- Task description -
Each record below should be written out again exactly as given.

+ + + + + + +

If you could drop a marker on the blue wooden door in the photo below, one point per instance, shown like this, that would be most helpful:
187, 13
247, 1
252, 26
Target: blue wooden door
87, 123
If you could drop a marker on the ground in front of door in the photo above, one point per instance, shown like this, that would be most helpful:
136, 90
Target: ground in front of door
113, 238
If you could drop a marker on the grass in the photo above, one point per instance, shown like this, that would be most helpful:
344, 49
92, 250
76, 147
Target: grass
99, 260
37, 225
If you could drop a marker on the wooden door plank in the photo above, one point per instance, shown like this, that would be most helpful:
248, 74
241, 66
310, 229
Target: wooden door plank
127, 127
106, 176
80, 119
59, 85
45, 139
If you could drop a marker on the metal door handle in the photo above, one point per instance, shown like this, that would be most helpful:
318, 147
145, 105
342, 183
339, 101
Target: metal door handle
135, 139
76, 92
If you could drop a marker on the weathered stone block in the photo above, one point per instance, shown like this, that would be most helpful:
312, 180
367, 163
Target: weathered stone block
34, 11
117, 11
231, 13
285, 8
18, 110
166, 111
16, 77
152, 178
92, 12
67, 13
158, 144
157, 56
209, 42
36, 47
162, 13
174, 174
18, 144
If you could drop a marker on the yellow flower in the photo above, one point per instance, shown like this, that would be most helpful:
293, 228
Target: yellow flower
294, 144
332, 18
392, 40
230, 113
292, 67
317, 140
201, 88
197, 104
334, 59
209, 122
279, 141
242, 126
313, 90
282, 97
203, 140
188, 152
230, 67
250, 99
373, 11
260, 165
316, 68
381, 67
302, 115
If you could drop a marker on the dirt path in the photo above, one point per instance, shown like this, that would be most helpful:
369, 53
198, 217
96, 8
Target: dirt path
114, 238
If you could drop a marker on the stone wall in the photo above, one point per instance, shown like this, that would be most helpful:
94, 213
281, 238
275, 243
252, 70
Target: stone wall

+ + + + + + +

- Response to this exercise -
If you could drop a marker on the blue wooden door in the photo below, one point per instance, shown like this, that would be most helpful:
187, 13
247, 1
252, 26
Target: blue wooden door
87, 123
If you could drop a marker on the ground in front of door in the photo above, one point per instance, shown like this, that would be most helpful:
136, 90
Target: ground in front of door
113, 238
If you could drop a marker on the grass in the photo above, one point per instance, shown like this, that would be most helpful:
344, 49
92, 250
76, 147
Target: grass
99, 260
37, 225
If you could drop a marker on the wooden door plank in the photo above, one point per instance, shown like this, that would be most helpful:
248, 74
241, 66
310, 229
Target: wooden door plank
127, 127
106, 176
80, 119
59, 85
45, 139
If you could drop a marker on the metal door handle in the photo above, one point per instance, shown like this, that would be most helpful:
318, 147
145, 105
342, 183
339, 101
Target: metal door handle
135, 139
76, 92
If you could drop a marker on the weathered stone block in the photo above, one point per instance, shown like this, that would be most helpful:
312, 180
367, 163
Target: weathered stone block
34, 11
117, 11
231, 13
285, 8
18, 110
166, 111
16, 77
152, 178
92, 12
67, 13
158, 144
157, 56
209, 42
36, 47
162, 13
174, 174
18, 144
If you could drop a marker on the yellow flower in the photo above, one point per instance, shown like this, that would be most helpful:
293, 228
Target: yellow flower
294, 144
332, 18
392, 40
230, 113
292, 67
317, 140
201, 88
197, 104
334, 59
209, 122
279, 141
242, 126
313, 90
282, 97
203, 140
188, 152
230, 67
250, 99
373, 11
260, 165
316, 68
381, 67
302, 115
If you could drop a marker on the dirt path in the photo above, one point per instance, shown like this, that would be most helpful:
369, 53
198, 217
96, 8
Target: dirt path
114, 238
If you could drop a marker on the stone wall in the photo above, one point per instance, shown like this, that would be most helpful:
94, 213
281, 238
275, 243
252, 70
Target: stone wall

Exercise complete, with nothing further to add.